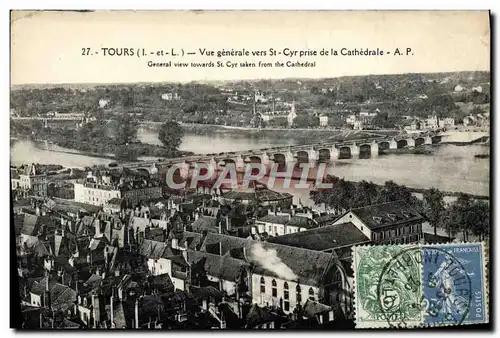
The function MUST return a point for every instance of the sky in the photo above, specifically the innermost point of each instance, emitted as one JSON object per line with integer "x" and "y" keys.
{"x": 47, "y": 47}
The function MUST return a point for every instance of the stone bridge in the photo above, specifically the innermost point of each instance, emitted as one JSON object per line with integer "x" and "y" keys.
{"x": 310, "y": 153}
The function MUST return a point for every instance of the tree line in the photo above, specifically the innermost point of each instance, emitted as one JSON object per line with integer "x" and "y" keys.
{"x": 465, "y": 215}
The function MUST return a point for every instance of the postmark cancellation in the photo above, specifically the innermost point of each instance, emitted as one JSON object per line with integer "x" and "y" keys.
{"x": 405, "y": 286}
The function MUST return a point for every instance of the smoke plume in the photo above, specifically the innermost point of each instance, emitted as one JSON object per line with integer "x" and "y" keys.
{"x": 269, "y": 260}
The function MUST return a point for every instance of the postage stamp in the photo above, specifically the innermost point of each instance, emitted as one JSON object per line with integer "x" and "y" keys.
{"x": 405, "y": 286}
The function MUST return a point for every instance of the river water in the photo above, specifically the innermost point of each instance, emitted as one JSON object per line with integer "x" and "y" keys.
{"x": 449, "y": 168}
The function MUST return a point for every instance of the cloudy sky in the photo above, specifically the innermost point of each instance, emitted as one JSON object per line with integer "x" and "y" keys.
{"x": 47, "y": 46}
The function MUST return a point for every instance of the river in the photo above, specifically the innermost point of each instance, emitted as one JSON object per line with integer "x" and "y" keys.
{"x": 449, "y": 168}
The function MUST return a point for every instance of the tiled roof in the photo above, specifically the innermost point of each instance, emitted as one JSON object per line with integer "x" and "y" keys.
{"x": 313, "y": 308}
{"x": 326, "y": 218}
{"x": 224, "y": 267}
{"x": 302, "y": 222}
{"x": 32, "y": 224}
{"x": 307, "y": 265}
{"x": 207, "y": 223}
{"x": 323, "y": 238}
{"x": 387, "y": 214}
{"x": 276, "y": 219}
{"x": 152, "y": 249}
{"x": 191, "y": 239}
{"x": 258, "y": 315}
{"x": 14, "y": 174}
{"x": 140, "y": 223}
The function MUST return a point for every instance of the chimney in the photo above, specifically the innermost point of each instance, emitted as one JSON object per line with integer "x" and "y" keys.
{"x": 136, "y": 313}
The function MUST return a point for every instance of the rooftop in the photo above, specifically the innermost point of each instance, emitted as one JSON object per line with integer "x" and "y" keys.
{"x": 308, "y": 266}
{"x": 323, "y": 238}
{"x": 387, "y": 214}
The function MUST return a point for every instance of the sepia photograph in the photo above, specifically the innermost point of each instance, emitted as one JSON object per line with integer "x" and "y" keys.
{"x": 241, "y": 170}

·····

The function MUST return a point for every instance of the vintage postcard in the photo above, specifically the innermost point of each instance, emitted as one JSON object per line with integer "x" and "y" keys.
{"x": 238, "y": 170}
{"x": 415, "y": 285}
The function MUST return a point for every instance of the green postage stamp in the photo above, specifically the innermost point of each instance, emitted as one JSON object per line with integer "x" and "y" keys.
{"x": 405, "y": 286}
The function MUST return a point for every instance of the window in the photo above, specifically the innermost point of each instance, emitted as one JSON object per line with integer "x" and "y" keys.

·····

INSTRUCTION: Pull out every line in the records above that contains the word "chimney" and copy each one unchanged.

RESPONSE BELOW:
The function MUST return a point for every instance of the chimney in the photo above, specifically the innermost point of each instance, emitted as one JSON object per line with integer "x" and "y" keys.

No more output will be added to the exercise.